TASKS FOR THIS EXERCISE —
(1) In the passage on FPBST and DT+ accuracy, repeat the section from "It is worth" up to and including "Microsoft Excel software.", substituting "LibreOffice Calc" for "Microsoft Excel".
(2) According to the passage on FPBST and DT+ accuracy, which platform accepted the null hypothesis despite the very small p-value?

SELECTED TEXT —

As can be seen from Table 11, since the p-value is less than the level of significance (0.05), the null hypothesis is rejected to the favor of Ha. Thus, there is a statistically significant difference between the FPBST and the DT+ accuracies. In addition, the T statistic is shown in negative value because the mean of the FPBST accuracies is less than that of the DT+, therefore, we can say with some confidence that the DT+ methods outperform FPBST in terms of classification accuracy.
It is worth mentioning that the STAC platform accepted the Ho regardless the very small P-value, however, we rejected it here due to the p-value being less than the level of significance, which is (0.05) in our case. We further verified this decision using other platforms such as http://www.statskingdom.com/160MeanT2pair.html, in addition to our own calculations using Microsoft Excel software.
According to the previous results, we can approximately compare the performance of the proposed methods to that of the FPBST in terms of accuracy, training/testing time, and space consumed, as shown in Table 12.

SUPPLIED DATA —

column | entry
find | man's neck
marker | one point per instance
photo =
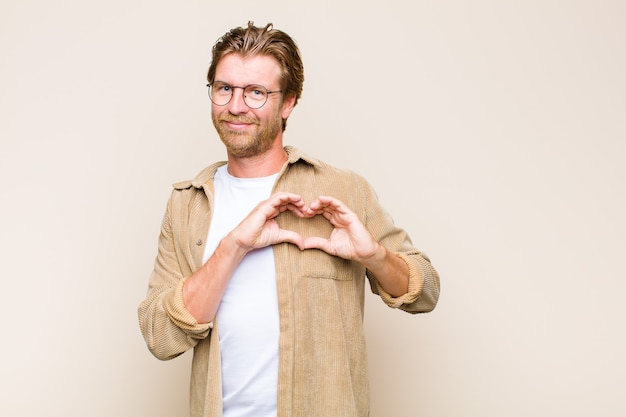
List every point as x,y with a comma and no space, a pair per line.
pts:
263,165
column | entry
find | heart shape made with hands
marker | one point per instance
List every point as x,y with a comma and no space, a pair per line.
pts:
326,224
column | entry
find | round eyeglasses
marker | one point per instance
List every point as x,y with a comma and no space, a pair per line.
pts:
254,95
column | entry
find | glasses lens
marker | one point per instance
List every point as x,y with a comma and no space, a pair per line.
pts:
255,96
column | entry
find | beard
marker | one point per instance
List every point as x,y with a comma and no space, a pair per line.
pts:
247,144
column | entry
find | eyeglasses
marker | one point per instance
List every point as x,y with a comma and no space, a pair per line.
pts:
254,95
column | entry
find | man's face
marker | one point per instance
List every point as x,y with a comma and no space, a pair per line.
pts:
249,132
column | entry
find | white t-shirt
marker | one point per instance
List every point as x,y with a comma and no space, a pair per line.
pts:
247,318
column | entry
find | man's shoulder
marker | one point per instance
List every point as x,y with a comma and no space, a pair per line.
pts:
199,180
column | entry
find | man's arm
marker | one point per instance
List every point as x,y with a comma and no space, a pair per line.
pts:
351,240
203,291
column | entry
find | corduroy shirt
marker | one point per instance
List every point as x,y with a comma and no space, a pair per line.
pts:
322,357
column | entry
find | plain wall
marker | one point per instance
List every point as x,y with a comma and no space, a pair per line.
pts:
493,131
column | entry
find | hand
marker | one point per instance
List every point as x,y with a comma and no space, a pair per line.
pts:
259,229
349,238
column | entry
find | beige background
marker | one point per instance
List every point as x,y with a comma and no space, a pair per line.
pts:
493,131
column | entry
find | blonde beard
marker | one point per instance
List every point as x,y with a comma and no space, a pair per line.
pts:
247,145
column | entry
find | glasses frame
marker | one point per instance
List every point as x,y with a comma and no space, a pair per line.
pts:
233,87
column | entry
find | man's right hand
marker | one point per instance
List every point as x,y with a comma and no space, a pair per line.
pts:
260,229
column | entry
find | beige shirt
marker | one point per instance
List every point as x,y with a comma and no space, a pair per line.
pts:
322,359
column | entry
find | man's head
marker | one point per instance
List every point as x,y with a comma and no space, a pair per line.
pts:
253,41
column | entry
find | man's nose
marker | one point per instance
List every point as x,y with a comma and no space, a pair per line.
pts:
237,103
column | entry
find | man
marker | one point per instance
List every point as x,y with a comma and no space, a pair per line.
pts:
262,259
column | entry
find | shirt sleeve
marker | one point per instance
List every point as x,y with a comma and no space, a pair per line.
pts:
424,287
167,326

...

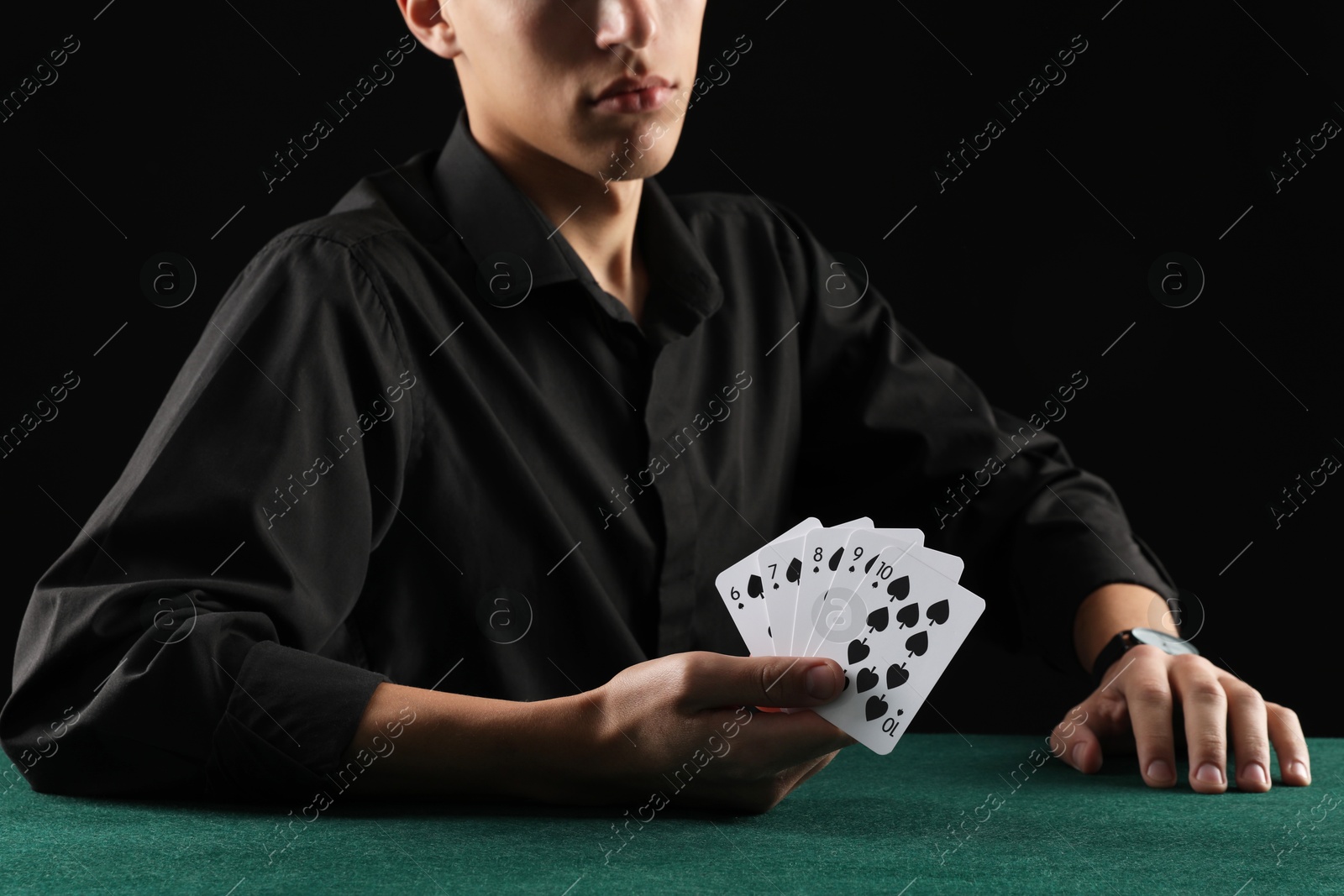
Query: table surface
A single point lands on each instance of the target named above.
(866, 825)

RESPONSES FOR EACH TASK —
(1)
It is worth mentioning that the STAC platform accepted the Ho regardless the very small P-value, however, we rejected it here due to the p-value being less than the level of significance, which is (0.05) in our case. We further verified this decision using other platforms such as http://www.statskingdom.com/160MeanT2pair.html, in addition to our own calculations using LibreOffice Calc software.

(2) The STAC platform.